▶ [Exercice court A]
Indiquez si chaque affirmation concorde avec le texte sur les ressources propres de l'UE, en répondant par oui ou non et en citant les mots décisifs du texte.
(i) Le groupe de haut niveau a été créé en février 2014.
(ii) Mario Monti a présenté les conclusions du groupe à Bruxelles.
(iii) Ivailo Kalfin siégeait encore comme eurodéputé lorsqu'il faisait partie du groupe.
▶ [Exercice court B]
Répondez à ces questions à partir du texte sur les ressources propres de l'UE.
(i) Quel jour Mario Monti a-t-il présenté les conclusions du groupe ?
(ii) Quels commissaires européens faisaient partie du groupe ?
(iii) Où les propos de Mario Monti ont-ils été repris ?

▶ [Texte fourni]
......
Le 17 janvier à Strasbourg, l'ex-Premier ministre italien et ex-président de la Commission européenne, Mario Monti, a présenté devant le collège des commissaires européens les conclusions du groupe de haut niveau sur l'avenir des ressources propres de l'UE.
Le groupe avait été créé en février 2014 afin de mener une réflexion "pour trouver des moyens de financement de l'UE plus transparents, simples, équitables et démocratiquement responsables". Sous la présidence de Mario Monti, il était composé d'experts et de personnalités provenant des trois institutions de l'UE, dont les commissaires européens Kristalina Georgieva, Pierre Moscovici et Frans Timmermans, ainsi que les eurodéputés Guy Verhofstad (ADLE), Alain Lamassoure (PPE) et l'ancien eurodéputé Ivailo Kalfin (S&D).
"Le budget de l'UE est l'un des principaux outils à disposition de l'UE pour atteindre ses objectifs. Il a besoin d'être repensé en profondeur. Il devrait davantage se concentrer sur les défis communs tels que la sécurisation des frontières extérieures, la stabilisation du voisinage ou le défi du changement climatique. En même temps, de nouvelles ressources nous aideraient à bouger vers un système plus simple, transparent, loyal et démocratiquement responsable", a déclaré à cette occasion le président du groupe, Mario Monti, selon des propos repris dans un communiqué de presse.
......
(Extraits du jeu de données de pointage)
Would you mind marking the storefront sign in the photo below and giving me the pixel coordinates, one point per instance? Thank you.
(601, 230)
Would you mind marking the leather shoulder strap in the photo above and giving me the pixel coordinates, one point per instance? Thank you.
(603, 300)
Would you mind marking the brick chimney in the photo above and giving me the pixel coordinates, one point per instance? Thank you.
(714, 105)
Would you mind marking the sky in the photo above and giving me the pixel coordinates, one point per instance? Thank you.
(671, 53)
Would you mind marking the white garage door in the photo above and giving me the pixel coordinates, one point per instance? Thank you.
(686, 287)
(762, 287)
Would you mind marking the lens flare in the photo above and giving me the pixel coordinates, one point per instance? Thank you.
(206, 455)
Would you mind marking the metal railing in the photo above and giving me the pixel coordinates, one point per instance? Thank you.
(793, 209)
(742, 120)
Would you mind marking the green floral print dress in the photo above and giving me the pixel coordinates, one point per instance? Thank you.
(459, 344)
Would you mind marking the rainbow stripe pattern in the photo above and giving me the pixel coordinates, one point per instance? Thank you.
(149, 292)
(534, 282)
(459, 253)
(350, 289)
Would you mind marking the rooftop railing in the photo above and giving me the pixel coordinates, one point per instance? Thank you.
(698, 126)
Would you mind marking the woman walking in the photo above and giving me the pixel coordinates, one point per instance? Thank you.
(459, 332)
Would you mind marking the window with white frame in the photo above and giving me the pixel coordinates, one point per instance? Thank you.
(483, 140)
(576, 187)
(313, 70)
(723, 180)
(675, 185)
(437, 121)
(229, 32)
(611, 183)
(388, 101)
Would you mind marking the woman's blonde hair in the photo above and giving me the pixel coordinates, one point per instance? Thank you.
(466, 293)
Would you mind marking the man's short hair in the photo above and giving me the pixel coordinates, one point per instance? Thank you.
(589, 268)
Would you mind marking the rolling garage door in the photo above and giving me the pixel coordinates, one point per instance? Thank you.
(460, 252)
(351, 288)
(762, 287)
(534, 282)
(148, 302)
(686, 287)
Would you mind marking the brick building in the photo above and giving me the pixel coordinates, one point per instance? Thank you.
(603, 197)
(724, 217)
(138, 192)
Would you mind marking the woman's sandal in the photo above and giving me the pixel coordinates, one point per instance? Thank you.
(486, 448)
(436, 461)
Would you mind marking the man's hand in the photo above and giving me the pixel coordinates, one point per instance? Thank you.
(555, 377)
......
▶ [Réponse A]
(i) Oui : « Le groupe avait été créé en février 2014 ».
(ii) Non : « Le 17 janvier à Strasbourg ».
(iii) Non : « l'ancien eurodéputé Ivailo Kalfin (S&D) ».

▶ [Réponse B]
(i) Le 17 janvier.
(ii) Kristalina Georgieva, Pierre Moscovici et Frans Timmermans.
(iii) Dans un communiqué de presse.